TASKS AND EXERCISES —
1. List every command that the thread about the Cloudera agent asks the user to run on the node's command line.
2. According to the thread about the Cloudera agent, what does the user currently have in the hosts file as the FQDN?
3. Copy part of the thread about the Cloudera agent word for word. Begin at the words "Assuming this is" and stop after "that have them.".

EXTRACTED TEXT —
┄┄┄┄┄┄┄┄┄┄
Traceback (most recent call last):
File "/usr/lib/cmf/agent/src/cmf/agent.py", line 1573, in parse_arguments
ip_address = socket.gethostbyname(fqdn)
gaierror: [Errno -5] No address associated with hostname
usage: agent.py [-h] [--agent_dir AGENT_DIR]
[--agent_httpd_port AGENT_HTTPD_PORT] --package_dir
PACKAGE_DIR [--parcel_dir PARCEL_DIR]
[--supervisord_path SUPERVISORD_PATH]
[--supervisord_httpd_port SUPERVISORD_HTTPD_PORT]
[--standalone STANDALONE] [--master MASTER]
[--environment ENVIRONMENT] [--host_id HOST_ID]
[--disable_supervisord_events] --hostname HOSTNAME
--ip_address IP_ADDRESS [--use_tls]
[--client_key_file CLIENT_KEY_FILE]
[--client_cert_file CLIENT_CERT_FILE]
[--verify_cert_file VERIFY_CERT_FILE]
[--client_keypw_file CLIENT_KEYPW_FILE] [--logfile LOGFILE]
[--logdir LOGDIR] [--optional_token] [--clear_agent_dir]
agent.py: error: argument --hostname is required
[29/Aug/2013 10:24:31 +0000] 2867 Dummy-1 agent INFO Stopping agent...

I also have the cloudera-scm-agent.log if that would be helpful. The only errors that I see in there are:
[28/Aug/2013 11:58:13 +0000] 25640 MainThread agent ERROR Failed to connect to newly launched supervisor. Agent will exit
.
.
.
[28/Aug/2013 11:52:44 +0000] 24811 MainThread agent INFO Trying to connect to newly launched supervisor (Attempt 4)
[28/Aug/2013 11:52:44 +0000] 24811 MainThread agent ERROR Failed! trying again in 1 second(s)

Any help would be much appreciated.

Thank you,
Meredith

1 ACCEPTED SOLUTION

avatar
Super Collaborator

Hey Meredith,

 

The cloudera-scm-agent can't determine what this machine specifically believes its fully-qualified domain name is. The hostname -f queries that, as does the python blurb. Let's resolve that:

 

Assuming this is a centos/rhel machine, what do you have set in /etc/sysconfig/network for the fully-qualified domain name? It'd also be useful to add in /etc/hosts with the format

 

IP     FQDN    shortname

 

Your case has only IP and FQDN. Just ensure the shortname comes last for any entries that have them.

 

If not centos/rhel, ensure that you set hostname accordingly for your OS, then run those three commands again. Once those all return what's expected (the latter will return both FQDN and IP) we should be in a great place for you to try starting the agent again.

View solution in original post

7 REPLIES 7

avatar
Super Collaborator
Hi Meredith,

Please gather the outputs of these directly from the commandline on the node in question and paste the results back here so we may compare it to your current hosts file:

$ hostname
$ hostname -f
$ python -c 'import socket; print socket.getfqdn(), socket.gethostbyname(socket.getfqdn())'

Thanks,
--

avatar
Explorer

root@Accumulo3:/var/log/cloudera-scm-agent# hostname
Accumulo3
root@Accumulo3:/var/log/cloudera-scm-agent# hostname -f
hostname: Name or service not known
root@Accumulo3:/var/log/cloudera-scm-agent# python -c 'import socket; print socket.getfqdn(), socket.gethostbyname(socket.getfqdn())'
Accumulo3
Traceback (most recent call last):
File "<string>", line 1, in <module>
socket.gaierror: [Errno -5] No address associated with hostname

avatar
Explorer

Accumulo3.local is what I currently have in the hosts file as the FQDN since it's not a networked machine.  I have tried it with just Accumulo3 as well.
┄┄┄┄┄┄┄┄┄┄
EXCERPTED RECORDS —
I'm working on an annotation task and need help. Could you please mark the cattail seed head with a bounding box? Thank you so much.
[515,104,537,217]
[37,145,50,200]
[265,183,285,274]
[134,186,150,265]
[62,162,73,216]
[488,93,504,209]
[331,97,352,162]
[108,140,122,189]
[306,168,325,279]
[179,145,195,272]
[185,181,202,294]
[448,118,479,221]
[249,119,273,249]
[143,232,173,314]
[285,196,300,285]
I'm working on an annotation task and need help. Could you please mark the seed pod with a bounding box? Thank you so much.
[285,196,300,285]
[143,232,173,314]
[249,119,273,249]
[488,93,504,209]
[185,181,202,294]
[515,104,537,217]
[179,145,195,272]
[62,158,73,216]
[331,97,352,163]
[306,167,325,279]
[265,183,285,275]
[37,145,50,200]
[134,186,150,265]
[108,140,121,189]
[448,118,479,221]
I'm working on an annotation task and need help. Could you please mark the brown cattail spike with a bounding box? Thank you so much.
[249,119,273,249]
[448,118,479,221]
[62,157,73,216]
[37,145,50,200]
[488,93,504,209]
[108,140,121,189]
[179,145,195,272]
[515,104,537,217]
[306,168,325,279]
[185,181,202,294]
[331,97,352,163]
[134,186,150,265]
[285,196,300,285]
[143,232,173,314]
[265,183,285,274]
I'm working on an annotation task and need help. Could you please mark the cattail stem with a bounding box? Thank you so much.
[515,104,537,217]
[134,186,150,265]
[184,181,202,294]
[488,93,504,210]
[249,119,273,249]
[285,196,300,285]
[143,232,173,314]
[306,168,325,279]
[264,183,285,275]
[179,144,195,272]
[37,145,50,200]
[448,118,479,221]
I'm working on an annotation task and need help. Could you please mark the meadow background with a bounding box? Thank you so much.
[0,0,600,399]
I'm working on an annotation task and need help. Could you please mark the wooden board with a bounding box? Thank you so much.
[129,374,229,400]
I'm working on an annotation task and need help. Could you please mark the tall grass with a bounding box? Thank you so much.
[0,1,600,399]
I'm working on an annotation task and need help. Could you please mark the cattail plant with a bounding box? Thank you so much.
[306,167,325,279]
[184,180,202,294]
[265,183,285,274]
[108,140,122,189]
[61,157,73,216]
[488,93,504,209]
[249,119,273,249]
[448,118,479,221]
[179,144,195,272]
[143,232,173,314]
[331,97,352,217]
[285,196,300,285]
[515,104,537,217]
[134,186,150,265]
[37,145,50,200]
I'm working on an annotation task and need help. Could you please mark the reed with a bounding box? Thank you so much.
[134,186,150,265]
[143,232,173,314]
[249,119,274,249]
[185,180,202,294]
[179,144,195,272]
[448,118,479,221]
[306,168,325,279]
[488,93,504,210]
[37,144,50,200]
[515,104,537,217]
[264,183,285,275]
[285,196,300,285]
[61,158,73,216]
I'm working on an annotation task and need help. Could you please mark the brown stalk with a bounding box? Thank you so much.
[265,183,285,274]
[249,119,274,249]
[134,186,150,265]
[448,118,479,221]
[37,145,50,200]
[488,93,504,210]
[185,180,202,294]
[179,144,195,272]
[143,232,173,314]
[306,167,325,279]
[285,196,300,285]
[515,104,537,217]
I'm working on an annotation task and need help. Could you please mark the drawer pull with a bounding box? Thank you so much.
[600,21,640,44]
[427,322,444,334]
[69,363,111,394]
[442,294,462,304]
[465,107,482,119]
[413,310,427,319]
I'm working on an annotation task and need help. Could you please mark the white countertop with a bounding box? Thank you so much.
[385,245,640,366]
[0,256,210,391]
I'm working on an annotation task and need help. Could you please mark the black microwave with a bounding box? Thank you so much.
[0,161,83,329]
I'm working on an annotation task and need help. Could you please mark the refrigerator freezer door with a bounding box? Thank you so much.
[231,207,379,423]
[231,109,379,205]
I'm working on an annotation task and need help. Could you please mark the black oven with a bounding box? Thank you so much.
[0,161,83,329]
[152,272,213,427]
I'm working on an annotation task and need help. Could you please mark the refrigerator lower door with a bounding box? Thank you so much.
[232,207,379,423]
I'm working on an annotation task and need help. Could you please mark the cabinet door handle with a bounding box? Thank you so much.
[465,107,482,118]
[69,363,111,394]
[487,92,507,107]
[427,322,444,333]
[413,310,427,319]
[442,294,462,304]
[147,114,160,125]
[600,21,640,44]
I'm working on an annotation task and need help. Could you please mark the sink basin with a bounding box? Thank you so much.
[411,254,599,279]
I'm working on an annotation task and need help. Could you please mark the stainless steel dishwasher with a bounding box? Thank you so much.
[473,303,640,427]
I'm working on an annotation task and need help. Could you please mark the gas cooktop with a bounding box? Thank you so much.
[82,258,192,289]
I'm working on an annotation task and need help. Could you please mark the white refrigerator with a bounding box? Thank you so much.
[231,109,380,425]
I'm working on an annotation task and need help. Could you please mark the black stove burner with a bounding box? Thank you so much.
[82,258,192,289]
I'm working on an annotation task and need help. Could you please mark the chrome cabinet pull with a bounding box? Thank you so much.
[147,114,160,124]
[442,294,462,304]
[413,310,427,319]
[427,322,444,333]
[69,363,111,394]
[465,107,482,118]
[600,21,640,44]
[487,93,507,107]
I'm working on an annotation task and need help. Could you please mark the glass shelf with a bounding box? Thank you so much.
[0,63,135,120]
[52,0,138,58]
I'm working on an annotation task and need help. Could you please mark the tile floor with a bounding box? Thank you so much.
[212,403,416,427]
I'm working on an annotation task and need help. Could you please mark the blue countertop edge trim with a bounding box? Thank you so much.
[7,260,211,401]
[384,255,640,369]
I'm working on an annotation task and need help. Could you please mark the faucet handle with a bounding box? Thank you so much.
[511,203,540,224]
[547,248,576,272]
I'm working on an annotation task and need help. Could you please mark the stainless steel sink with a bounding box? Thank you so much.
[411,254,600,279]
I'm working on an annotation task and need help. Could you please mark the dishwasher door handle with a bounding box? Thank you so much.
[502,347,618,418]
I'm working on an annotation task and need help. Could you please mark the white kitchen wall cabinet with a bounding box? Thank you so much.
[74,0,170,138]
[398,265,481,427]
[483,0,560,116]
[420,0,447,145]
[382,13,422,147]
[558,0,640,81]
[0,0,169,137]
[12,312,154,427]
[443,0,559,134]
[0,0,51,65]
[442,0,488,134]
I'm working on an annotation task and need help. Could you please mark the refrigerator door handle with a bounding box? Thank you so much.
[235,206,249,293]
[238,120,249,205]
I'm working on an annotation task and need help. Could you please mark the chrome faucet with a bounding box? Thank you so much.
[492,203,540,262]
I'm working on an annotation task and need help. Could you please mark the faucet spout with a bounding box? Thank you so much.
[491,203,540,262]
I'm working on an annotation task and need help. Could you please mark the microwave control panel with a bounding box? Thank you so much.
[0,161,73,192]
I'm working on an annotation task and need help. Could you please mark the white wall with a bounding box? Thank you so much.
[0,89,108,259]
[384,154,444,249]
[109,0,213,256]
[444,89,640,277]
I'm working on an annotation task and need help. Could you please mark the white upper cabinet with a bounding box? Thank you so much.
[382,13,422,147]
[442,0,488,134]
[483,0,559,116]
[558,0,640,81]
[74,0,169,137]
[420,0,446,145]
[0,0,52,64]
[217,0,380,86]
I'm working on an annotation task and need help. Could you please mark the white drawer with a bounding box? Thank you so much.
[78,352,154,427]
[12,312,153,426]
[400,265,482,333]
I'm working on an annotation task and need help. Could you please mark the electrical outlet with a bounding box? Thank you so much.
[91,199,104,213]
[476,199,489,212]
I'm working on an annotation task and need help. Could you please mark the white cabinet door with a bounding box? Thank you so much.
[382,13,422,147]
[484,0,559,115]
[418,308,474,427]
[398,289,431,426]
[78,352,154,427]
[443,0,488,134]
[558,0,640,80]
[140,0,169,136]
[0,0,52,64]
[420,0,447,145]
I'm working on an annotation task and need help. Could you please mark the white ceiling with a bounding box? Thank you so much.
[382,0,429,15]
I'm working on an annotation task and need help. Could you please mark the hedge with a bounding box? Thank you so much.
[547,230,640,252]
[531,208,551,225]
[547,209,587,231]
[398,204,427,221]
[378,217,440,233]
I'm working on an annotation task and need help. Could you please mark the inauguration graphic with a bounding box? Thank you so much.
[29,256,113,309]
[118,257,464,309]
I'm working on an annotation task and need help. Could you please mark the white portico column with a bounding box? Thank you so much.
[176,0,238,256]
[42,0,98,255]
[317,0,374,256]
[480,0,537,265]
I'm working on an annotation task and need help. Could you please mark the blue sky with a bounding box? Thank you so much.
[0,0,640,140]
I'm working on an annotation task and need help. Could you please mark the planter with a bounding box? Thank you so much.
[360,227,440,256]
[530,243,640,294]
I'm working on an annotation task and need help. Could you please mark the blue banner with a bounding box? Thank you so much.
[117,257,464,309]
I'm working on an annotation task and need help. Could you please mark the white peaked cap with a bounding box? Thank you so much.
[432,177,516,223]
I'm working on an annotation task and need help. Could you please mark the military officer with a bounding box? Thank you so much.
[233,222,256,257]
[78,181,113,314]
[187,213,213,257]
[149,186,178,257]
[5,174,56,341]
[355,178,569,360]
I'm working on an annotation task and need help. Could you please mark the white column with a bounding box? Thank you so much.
┄┄┄┄┄┄┄┄┄┄
WORKED ANSWERS —
1.
- hostname
- hostname -f
- python -c 'import socket; print socket.getfqdn(), socket.gethostbyname(socket.getfqdn())'

2. Accumulo3.local

3.
Assuming this is a centos/rhel machine, what do you have set in /etc/sysconfig/network for the fully-qualified domain name? It'd also be useful to add in /etc/hosts with the format

 

IP     FQDN    shortname

 

Your case has only IP and FQDN. Just ensure the shortname comes last for any entries that have them.